* REQUEST A:
Show every line of the records that contains the word "shirt".

On Sun, Jul 9, 2017 at 9:56 AM, Berend Tober <bto...@computer.org> wrote:

> Guyren Howe wrote:
>
>> On Jul 8, 2017, at 16:11 , Berend Tober <bto...@computer.org <mailto:
>> bto...@computer.org>>
>> wrote:
>>
>>>
>>> Guyren Howe wrote:
>>>
>>>> I’ve a set of interrelated views. I want to drop a column from a table
>>>> and from all the views
>>>> that cascade from it.
>>>>
>>>> I’ve gone to the leaf dependencies and removed the field from them. But
>>>> I can’t remove the
>>>> field from the intermediate views because Postgres doesn’t appear to be
>>>> clever enough to see
>>>> that the leafs no longer depend on the column. Or did I just miss one?
>>>>
>>>> In general, this seems like a major weakness expressing a model in
>>>> Postgres (I get that any
>>>> such weakness derives from SQL; that doesn’t stop me wanting a
>>>> solution).
>>>>
>>>> Thoughts? Comments?
>>>>
>>>
>>> This usually involves a pg_dump in the custom format, editing the list
>>> file, creating a script
>>> with pg_restore.
>>>
>>> I described a way I have had success with it at one point at
>>>
>>>
>>> https://www.postgresql.org/message-id/55C3F0B4.5010600%40computer.org
>>>
>>
>> I was wondering if I changed up all the things that interrelate in a
>> transaction, whether that
>> would bundle them up so they’re all correct afterward. I was hoping so.

* RECORDS FOR THIS TASK:

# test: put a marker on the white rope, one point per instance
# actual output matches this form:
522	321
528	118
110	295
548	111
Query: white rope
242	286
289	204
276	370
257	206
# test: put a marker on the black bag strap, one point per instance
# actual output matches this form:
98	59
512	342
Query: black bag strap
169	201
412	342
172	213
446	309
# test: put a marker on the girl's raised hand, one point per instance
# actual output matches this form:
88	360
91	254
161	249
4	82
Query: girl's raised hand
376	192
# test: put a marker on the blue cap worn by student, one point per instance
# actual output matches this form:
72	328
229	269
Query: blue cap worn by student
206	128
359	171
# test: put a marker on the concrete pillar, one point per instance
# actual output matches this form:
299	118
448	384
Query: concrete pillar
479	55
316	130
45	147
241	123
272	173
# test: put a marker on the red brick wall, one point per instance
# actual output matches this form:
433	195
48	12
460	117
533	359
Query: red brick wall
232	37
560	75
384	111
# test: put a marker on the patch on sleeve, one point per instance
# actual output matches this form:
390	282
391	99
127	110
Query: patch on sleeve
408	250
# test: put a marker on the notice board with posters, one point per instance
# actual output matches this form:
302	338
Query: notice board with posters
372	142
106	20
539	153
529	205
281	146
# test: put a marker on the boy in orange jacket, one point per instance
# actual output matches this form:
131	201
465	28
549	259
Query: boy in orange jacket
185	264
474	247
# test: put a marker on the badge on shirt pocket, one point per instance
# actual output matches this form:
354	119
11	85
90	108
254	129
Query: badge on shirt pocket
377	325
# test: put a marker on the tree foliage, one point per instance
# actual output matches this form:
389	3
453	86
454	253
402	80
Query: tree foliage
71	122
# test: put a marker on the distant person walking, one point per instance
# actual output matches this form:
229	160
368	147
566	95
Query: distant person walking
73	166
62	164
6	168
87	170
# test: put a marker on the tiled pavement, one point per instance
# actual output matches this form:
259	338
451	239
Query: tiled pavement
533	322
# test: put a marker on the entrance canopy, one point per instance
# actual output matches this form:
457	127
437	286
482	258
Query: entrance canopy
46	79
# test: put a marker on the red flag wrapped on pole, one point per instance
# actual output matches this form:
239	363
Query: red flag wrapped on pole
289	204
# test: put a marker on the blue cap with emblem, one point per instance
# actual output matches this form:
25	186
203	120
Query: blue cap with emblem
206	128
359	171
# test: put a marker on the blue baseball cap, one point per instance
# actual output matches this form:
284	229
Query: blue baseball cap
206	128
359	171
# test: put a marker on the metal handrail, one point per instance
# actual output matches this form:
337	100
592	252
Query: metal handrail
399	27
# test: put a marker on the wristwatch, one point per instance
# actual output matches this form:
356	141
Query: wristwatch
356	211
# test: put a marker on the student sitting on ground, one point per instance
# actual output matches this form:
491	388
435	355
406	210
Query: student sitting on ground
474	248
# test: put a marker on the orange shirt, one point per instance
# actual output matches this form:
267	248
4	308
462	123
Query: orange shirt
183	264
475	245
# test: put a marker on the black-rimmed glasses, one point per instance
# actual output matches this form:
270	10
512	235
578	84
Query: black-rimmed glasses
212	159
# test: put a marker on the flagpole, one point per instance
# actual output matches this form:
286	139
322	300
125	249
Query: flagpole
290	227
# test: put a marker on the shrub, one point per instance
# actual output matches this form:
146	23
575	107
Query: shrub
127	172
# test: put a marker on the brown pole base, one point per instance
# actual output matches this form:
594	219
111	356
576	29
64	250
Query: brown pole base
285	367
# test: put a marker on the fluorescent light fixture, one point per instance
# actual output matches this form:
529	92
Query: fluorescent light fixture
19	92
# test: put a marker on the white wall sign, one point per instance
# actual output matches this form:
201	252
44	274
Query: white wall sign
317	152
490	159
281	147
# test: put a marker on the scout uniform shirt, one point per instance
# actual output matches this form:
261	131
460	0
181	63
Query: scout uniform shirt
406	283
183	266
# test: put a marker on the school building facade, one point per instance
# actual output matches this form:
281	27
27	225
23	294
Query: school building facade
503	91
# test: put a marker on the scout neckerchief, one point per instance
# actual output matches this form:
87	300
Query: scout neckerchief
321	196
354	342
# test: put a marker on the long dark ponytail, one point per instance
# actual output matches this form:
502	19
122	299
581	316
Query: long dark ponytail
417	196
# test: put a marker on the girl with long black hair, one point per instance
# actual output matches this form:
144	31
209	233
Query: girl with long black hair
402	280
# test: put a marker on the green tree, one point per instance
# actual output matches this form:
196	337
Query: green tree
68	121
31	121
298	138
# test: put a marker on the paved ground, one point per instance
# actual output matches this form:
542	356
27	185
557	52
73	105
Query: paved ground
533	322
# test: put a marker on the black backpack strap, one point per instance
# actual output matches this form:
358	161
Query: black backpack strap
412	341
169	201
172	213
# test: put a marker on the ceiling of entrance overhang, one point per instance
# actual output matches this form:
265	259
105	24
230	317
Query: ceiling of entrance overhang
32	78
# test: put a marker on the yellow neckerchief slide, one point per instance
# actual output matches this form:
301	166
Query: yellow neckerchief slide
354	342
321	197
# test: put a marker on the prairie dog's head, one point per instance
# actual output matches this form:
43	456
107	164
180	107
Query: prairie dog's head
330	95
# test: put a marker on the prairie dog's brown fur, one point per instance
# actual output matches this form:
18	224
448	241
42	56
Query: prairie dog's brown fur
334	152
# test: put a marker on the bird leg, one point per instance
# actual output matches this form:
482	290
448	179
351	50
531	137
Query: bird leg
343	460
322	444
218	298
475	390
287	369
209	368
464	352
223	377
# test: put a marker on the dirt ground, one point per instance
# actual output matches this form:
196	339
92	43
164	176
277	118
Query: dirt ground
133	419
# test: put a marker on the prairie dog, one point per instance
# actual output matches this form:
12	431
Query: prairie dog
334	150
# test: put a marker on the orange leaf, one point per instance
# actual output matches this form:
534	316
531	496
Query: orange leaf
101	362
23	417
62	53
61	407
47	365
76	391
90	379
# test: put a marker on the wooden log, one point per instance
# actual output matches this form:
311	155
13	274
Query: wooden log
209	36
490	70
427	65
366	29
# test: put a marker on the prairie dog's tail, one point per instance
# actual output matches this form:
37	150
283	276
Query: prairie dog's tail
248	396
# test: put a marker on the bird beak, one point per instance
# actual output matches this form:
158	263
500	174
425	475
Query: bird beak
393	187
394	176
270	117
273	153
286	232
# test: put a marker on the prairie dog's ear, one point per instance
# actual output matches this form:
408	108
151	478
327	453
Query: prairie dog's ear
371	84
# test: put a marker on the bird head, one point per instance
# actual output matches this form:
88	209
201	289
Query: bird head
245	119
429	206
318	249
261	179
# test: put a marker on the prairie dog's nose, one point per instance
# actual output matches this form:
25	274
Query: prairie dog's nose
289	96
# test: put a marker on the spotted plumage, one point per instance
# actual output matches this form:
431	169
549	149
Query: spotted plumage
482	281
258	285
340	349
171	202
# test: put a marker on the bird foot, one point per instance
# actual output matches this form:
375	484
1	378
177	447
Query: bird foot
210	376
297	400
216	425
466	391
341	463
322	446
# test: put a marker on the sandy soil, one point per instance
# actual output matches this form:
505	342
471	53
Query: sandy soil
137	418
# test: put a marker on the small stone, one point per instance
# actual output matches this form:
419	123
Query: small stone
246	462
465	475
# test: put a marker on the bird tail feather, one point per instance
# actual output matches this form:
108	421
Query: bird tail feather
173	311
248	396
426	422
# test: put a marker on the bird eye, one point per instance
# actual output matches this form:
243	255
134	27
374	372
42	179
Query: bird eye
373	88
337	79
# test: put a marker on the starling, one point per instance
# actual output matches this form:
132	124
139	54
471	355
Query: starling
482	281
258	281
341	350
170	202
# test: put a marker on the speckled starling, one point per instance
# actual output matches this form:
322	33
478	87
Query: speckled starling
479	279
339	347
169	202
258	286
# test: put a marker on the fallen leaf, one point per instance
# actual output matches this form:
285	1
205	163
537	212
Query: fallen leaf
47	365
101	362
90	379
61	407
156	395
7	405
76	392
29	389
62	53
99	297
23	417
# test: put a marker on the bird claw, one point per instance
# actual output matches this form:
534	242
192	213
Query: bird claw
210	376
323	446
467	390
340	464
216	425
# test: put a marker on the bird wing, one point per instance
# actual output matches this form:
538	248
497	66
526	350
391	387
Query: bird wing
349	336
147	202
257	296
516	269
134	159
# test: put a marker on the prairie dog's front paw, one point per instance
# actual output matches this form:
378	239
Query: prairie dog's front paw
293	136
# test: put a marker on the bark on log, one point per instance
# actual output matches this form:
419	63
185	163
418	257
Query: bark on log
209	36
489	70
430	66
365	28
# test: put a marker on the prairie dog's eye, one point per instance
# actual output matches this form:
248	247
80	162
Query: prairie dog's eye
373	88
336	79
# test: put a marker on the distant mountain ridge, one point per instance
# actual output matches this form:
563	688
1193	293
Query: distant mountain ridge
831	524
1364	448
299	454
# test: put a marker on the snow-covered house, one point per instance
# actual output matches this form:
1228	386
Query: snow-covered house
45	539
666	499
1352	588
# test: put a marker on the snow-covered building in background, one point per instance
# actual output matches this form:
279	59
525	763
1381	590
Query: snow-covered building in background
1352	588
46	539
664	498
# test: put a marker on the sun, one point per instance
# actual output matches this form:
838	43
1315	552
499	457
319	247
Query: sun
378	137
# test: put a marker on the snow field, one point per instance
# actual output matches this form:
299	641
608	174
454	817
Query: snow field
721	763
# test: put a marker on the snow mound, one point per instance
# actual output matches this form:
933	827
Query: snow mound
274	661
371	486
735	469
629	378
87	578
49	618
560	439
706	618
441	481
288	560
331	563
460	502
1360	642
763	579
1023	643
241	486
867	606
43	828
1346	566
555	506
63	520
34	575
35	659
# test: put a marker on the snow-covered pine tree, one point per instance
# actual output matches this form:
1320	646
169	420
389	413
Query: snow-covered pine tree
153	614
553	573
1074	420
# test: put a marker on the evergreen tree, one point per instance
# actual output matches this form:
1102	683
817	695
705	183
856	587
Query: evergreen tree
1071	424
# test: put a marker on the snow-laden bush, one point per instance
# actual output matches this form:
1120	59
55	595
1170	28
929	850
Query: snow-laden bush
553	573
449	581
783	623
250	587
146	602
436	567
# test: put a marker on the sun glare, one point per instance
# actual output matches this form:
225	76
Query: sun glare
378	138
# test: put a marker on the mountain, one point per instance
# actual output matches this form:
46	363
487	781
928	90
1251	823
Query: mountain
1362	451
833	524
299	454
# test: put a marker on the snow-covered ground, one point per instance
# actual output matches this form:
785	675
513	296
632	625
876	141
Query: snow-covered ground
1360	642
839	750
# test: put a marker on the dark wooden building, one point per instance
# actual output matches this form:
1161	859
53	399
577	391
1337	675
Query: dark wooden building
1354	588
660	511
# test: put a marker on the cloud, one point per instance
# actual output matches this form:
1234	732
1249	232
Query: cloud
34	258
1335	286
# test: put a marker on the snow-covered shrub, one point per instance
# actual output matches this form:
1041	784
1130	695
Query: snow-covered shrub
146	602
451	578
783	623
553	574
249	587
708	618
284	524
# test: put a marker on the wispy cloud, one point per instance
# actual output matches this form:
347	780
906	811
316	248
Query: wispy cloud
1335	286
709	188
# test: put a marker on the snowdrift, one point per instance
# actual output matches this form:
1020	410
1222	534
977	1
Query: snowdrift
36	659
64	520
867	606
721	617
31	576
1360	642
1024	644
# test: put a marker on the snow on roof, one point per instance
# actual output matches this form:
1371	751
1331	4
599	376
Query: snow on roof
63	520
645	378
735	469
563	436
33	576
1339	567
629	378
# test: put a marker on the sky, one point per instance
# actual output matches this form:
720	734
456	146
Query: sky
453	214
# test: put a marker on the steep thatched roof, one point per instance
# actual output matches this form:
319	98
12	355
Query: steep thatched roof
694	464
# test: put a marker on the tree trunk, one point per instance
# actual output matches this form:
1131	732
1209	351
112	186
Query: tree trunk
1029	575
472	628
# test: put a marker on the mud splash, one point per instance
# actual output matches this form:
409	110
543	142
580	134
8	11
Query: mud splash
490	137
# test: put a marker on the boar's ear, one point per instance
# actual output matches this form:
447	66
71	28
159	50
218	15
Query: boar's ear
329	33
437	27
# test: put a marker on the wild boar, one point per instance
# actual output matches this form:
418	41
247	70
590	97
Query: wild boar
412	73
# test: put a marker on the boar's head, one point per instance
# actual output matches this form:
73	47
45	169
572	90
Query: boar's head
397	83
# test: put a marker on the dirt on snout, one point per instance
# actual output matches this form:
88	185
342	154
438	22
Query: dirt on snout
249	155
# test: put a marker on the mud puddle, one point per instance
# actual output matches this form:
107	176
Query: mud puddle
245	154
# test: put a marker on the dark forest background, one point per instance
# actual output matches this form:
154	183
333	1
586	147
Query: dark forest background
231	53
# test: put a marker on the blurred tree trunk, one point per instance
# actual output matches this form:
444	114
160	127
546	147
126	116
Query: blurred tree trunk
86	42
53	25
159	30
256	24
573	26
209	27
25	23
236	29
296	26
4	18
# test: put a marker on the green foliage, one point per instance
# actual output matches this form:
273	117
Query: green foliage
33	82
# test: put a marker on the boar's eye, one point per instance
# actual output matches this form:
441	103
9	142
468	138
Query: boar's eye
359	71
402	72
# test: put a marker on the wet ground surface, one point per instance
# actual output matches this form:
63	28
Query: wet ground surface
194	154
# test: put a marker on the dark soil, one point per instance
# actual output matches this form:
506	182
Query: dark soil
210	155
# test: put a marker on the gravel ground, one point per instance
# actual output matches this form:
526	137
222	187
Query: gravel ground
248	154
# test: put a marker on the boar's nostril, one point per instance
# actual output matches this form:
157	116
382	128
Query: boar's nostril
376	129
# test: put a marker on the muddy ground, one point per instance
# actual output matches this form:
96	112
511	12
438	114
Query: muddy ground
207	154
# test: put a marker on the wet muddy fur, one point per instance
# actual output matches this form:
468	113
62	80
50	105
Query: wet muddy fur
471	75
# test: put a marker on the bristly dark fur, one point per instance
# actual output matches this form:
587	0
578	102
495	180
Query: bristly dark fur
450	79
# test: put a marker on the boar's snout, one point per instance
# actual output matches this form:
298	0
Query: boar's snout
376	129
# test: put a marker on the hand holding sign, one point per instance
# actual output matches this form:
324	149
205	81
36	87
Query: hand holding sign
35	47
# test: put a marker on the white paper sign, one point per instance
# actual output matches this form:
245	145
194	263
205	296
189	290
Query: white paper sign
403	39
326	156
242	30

* REQUEST B:
Write out the part of the email about dropping a column from interrelated views that lies between "On Sun, Jul" and "cascade from it.", inclusive.

* COMPLETE RESPONSE A:
# test: put a marker on the badge on shirt pocket, one point per instance
Query: badge on shirt pocket
# test: put a marker on the orange shirt, one point per instance
Query: orange shirt
# test: put a marker on the scout uniform shirt, one point per instance
Query: scout uniform shirt

* COMPLETE RESPONSE B:
On Sun, Jul 9, 2017 at 9:56 AM, Berend Tober <bto...@computer.org> wrote:

> Guyren Howe wrote:
>
>> On Jul 8, 2017, at 16:11 , Berend Tober <bto...@computer.org <mailto:
>> bto...@computer.org>>
>> wrote:
>>
>>>
>>> Guyren Howe wrote:
>>>
>>>> I’ve a set of interrelated views. I want to drop a column from a table
>>>> and from all the views
>>>> that cascade from it.